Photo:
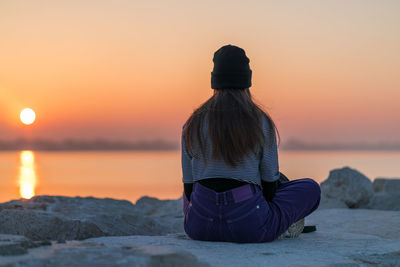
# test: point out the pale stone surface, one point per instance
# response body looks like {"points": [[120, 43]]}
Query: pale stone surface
{"points": [[345, 237], [349, 186], [387, 185], [66, 218]]}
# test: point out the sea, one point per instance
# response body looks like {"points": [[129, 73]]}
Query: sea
{"points": [[132, 174]]}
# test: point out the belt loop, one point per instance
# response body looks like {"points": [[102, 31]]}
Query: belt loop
{"points": [[253, 188]]}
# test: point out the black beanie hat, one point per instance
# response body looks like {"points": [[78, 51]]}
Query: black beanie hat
{"points": [[231, 69]]}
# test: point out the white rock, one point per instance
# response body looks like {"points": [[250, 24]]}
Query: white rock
{"points": [[349, 186], [387, 185]]}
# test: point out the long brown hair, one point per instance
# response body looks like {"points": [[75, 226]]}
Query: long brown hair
{"points": [[235, 126]]}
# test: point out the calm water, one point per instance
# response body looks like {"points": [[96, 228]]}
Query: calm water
{"points": [[130, 175]]}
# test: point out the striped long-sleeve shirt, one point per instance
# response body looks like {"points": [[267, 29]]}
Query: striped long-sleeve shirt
{"points": [[252, 168]]}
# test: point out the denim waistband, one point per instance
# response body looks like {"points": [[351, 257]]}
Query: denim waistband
{"points": [[234, 195]]}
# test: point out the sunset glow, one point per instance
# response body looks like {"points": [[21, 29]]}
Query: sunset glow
{"points": [[27, 174], [140, 73], [27, 116]]}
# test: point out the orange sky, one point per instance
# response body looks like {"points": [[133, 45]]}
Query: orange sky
{"points": [[325, 70]]}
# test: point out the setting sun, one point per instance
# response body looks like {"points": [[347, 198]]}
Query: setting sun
{"points": [[27, 116]]}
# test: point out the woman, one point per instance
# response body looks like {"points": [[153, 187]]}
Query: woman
{"points": [[233, 190]]}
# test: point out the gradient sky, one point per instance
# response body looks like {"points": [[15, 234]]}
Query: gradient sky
{"points": [[326, 71]]}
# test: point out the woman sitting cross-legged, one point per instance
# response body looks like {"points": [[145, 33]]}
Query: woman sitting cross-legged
{"points": [[233, 190]]}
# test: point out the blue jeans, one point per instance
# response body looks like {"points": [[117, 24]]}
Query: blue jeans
{"points": [[243, 215]]}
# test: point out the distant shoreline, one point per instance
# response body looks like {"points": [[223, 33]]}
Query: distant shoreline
{"points": [[163, 145]]}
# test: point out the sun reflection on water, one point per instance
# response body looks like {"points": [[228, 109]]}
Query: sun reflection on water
{"points": [[27, 174]]}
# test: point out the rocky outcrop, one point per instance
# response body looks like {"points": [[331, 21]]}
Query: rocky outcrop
{"points": [[65, 218], [348, 186], [345, 237]]}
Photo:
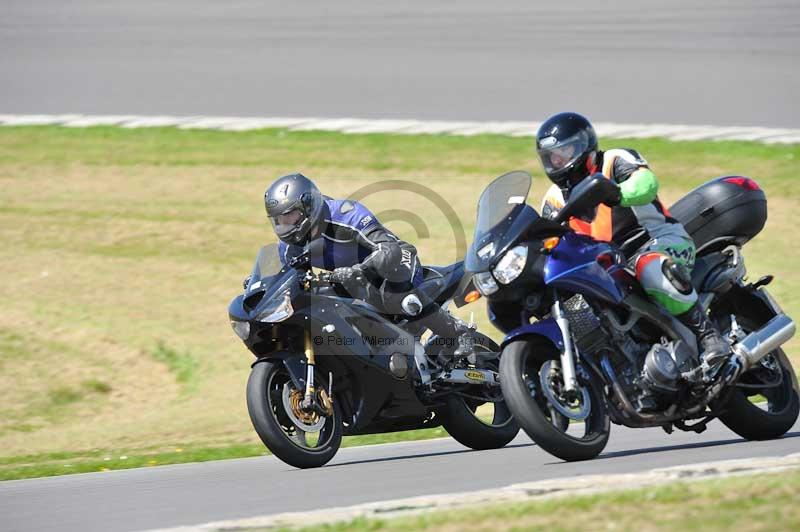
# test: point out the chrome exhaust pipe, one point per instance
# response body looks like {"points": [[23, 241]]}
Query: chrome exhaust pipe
{"points": [[758, 344]]}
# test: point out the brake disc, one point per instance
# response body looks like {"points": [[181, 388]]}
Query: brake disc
{"points": [[305, 421], [577, 412]]}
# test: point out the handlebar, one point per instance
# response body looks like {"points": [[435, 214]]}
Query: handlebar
{"points": [[314, 280]]}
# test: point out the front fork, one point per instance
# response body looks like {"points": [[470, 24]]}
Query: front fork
{"points": [[309, 397], [567, 354]]}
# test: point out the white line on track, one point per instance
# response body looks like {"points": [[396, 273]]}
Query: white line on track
{"points": [[360, 126], [515, 493]]}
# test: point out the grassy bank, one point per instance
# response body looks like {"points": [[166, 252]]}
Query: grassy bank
{"points": [[753, 503], [122, 248]]}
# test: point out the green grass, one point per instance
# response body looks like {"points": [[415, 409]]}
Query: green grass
{"points": [[97, 460], [767, 502], [122, 249]]}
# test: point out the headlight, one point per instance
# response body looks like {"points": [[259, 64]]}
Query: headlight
{"points": [[279, 309], [241, 328], [511, 265], [485, 283]]}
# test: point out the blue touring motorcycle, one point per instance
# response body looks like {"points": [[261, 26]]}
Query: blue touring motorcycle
{"points": [[590, 348], [329, 365]]}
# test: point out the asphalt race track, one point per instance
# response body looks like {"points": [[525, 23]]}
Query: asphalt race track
{"points": [[197, 493], [717, 62]]}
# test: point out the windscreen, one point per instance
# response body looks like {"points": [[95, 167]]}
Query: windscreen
{"points": [[500, 198]]}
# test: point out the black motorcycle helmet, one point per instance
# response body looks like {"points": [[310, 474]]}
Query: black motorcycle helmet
{"points": [[567, 146], [294, 206]]}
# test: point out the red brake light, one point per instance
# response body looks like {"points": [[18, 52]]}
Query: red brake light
{"points": [[744, 182]]}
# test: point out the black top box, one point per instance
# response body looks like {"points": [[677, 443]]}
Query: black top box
{"points": [[724, 211]]}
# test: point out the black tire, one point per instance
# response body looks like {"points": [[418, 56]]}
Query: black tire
{"points": [[459, 419], [752, 422], [516, 364], [266, 410]]}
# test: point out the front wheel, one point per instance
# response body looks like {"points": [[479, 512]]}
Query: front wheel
{"points": [[531, 385], [477, 424], [299, 438]]}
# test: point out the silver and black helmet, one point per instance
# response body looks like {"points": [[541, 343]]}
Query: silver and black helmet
{"points": [[294, 205], [566, 144]]}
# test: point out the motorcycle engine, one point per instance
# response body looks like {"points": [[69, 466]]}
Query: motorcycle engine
{"points": [[584, 324], [659, 376]]}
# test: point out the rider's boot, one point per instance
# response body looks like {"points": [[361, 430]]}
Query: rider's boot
{"points": [[459, 337], [713, 347]]}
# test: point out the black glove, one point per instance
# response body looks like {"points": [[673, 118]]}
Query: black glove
{"points": [[347, 275]]}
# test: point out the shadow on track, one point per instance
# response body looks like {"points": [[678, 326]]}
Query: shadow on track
{"points": [[425, 455], [699, 445]]}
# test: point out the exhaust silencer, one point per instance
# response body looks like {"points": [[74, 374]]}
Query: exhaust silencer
{"points": [[758, 344]]}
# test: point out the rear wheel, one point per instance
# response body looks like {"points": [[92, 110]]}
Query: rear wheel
{"points": [[475, 423], [298, 438], [532, 388], [765, 403]]}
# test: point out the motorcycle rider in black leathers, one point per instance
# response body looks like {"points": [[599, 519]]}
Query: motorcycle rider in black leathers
{"points": [[367, 259]]}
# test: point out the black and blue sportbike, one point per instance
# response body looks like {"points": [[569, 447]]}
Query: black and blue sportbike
{"points": [[329, 365], [591, 348]]}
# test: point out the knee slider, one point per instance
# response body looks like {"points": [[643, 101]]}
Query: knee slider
{"points": [[678, 275]]}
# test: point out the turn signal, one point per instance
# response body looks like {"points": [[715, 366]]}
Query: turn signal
{"points": [[472, 296], [549, 243]]}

# [Exercise details]
Your output must reproduce the material above in full, with no pictures.

# [Output for this task]
Photo:
# test: point out the pale stone surface, one point per instance
# response body looks like {"points": [[120, 43]]}
Query: pale stone surface
{"points": [[345, 237], [349, 186], [387, 185], [66, 218]]}
# test: point out the sea, one point per instance
# response body looks like {"points": [[129, 73]]}
Query: sea
{"points": [[132, 174]]}
# test: point out the belt loop, one point per instance
# response body looks like {"points": [[102, 31]]}
Query: belt loop
{"points": [[253, 188]]}
# test: point out the black beanie hat, one point per instance
# response body looks like {"points": [[78, 51]]}
Query: black beanie hat
{"points": [[231, 69]]}
# test: point out the white rock, one point per instance
# response body looks like {"points": [[250, 24]]}
Query: white rock
{"points": [[349, 186], [387, 185]]}
# test: point out the long brown hair, one point per instance
# response body looks like {"points": [[75, 226]]}
Query: long brown hair
{"points": [[235, 126]]}
# test: point out the calm water, one point per instance
# response body looks like {"points": [[96, 228]]}
Query: calm water
{"points": [[130, 175]]}
# test: point out the striped long-sleeve shirt, one point per instance
# response body looks like {"points": [[267, 29]]}
Query: striped long-sleeve shirt
{"points": [[252, 168]]}
# test: point out the denim waistband, one point per instance
# response body looks like {"points": [[351, 257]]}
Query: denim waistband
{"points": [[234, 195]]}
# test: point out the sunset glow, one point per instance
# response body looks like {"points": [[21, 29]]}
Query: sunset glow
{"points": [[27, 174], [140, 73], [27, 116]]}
# test: point out the orange sky, one point per instance
# response body looks like {"points": [[133, 45]]}
Query: orange sky
{"points": [[325, 70]]}
# test: point out the setting sun, one point per instance
# response body looks like {"points": [[347, 198]]}
Query: setting sun
{"points": [[27, 116]]}
# test: point out the woman, one point per instance
# response body looks like {"points": [[153, 187]]}
Query: woman
{"points": [[233, 190]]}
# test: point out the gradient sky, one point per instance
# response body looks like {"points": [[15, 234]]}
Query: gradient sky
{"points": [[326, 71]]}
# test: point out the woman sitting cross-legged, one point per instance
# response body looks like {"points": [[145, 33]]}
Query: woman sitting cross-legged
{"points": [[233, 190]]}
# test: point out the blue jeans, one point per instance
# response body looks like {"points": [[117, 24]]}
Query: blue jeans
{"points": [[243, 215]]}
# test: point out the distant shoreline, one point per instance
# response body looks like {"points": [[223, 33]]}
Query: distant shoreline
{"points": [[163, 145]]}
# test: point out the sun reflection on water, one point per instance
# response body looks like {"points": [[228, 109]]}
Query: sun reflection on water
{"points": [[27, 174]]}
# test: point out the rocky outcrop, one point per instance
# response body looks like {"points": [[331, 21]]}
Query: rocky outcrop
{"points": [[65, 218], [348, 186], [345, 237]]}
Photo:
# test: point out the chrome exhaust pipe, one point per instance
# response body looks like {"points": [[23, 241]]}
Query: chrome exhaust pipe
{"points": [[758, 344]]}
# test: point out the brake disc, one point per instance
# response body looks like {"points": [[181, 388]]}
Query: brake disc
{"points": [[305, 421], [577, 412]]}
# test: point out the handlebar, one point per instance
# response body looks like {"points": [[435, 214]]}
Query: handlebar
{"points": [[314, 280]]}
# test: point out the front fork, one point per instance
# response body looks like {"points": [[470, 24]]}
Query: front fork
{"points": [[309, 397], [567, 354]]}
# test: point out the white line on track, one point per instance
# response body looks like {"points": [[396, 273]]}
Query: white line on track
{"points": [[360, 126], [515, 493]]}
# test: point out the grassy bank, one point per instance
# response body looks like {"points": [[166, 252]]}
Query: grassy bank
{"points": [[753, 503], [122, 248]]}
# test: point out the green grass, one point per instance
# response body looks like {"points": [[415, 409]]}
Query: green grass
{"points": [[97, 460], [767, 502], [122, 249]]}
# test: point out the headlight, one point per instance
# response body looks like {"points": [[259, 64]]}
Query: headlight
{"points": [[279, 309], [241, 328], [511, 265], [485, 283]]}
# test: point out the blue touring motorcycle, one point per instance
# response body looks like {"points": [[261, 26]]}
Query: blue touring motorcycle
{"points": [[590, 348], [329, 365]]}
# test: point out the asphalt race track, one point per instance
# response body looks like {"points": [[525, 23]]}
Query: asphalt race track
{"points": [[197, 493], [717, 62]]}
# test: point out the windscreen, one point per instance
# response body looks like {"points": [[95, 167]]}
Query: windscreen
{"points": [[500, 198]]}
# test: point out the black motorcycle helmet, one point per instance
# response body looks like {"points": [[310, 474]]}
Query: black motorcycle helmet
{"points": [[567, 146], [294, 206]]}
# test: point out the red brake light, one point per instance
# response body looks like {"points": [[18, 52]]}
Query: red brake light
{"points": [[744, 182]]}
# test: point out the black top box, one point per instance
# response body looks like {"points": [[677, 443]]}
Query: black top box
{"points": [[724, 211]]}
# test: point out the black tire, one point per instance
# response body looks like {"points": [[418, 56]]}
Query: black tire
{"points": [[459, 419], [752, 422], [516, 364], [266, 410]]}
# test: point out the front wheel, one point per instance
# response body looks like {"points": [[479, 512]]}
Query: front wheel
{"points": [[531, 385], [477, 424], [299, 438]]}
# test: point out the silver and black helmet, one point per instance
# response body looks like {"points": [[541, 343]]}
Query: silver and black helmet
{"points": [[294, 205], [566, 144]]}
# test: point out the motorcycle engine, one point per instance
# response body looks like {"points": [[69, 466]]}
Query: motorcycle engine
{"points": [[584, 324], [659, 376]]}
# test: point out the rider's boot, one point per instance
# response body looks like {"points": [[361, 430]]}
Query: rider's boot
{"points": [[459, 337], [713, 347]]}
# test: point out the black glove, one point per instance
# response body looks like {"points": [[673, 118]]}
Query: black glove
{"points": [[347, 275]]}
# test: point out the shadow on track, one point per instance
# response body looks like {"points": [[678, 326]]}
Query: shadow on track
{"points": [[425, 455], [699, 445]]}
# test: point out the exhaust silencer, one point per instance
# response body looks like {"points": [[74, 374]]}
Query: exhaust silencer
{"points": [[758, 344]]}
# test: point out the rear wheel, one point per instance
# response body looks like {"points": [[92, 110]]}
Query: rear wheel
{"points": [[475, 423], [298, 438], [532, 388], [765, 403]]}
# test: point out the motorcycle rider in black leathers, one point per instance
# response body looks like {"points": [[599, 519]]}
Query: motorcycle rider in black leathers
{"points": [[367, 259]]}
# test: point out the black and blue sportbike, one point per instance
# response body looks like {"points": [[569, 447]]}
Query: black and blue sportbike
{"points": [[329, 365], [591, 348]]}
# test: point out the knee slider, one point per instance
# response body looks like {"points": [[643, 101]]}
Query: knee slider
{"points": [[678, 275]]}
# test: point out the turn signal, one point per instance
# response body looks like {"points": [[715, 366]]}
Query: turn signal
{"points": [[472, 296], [549, 243]]}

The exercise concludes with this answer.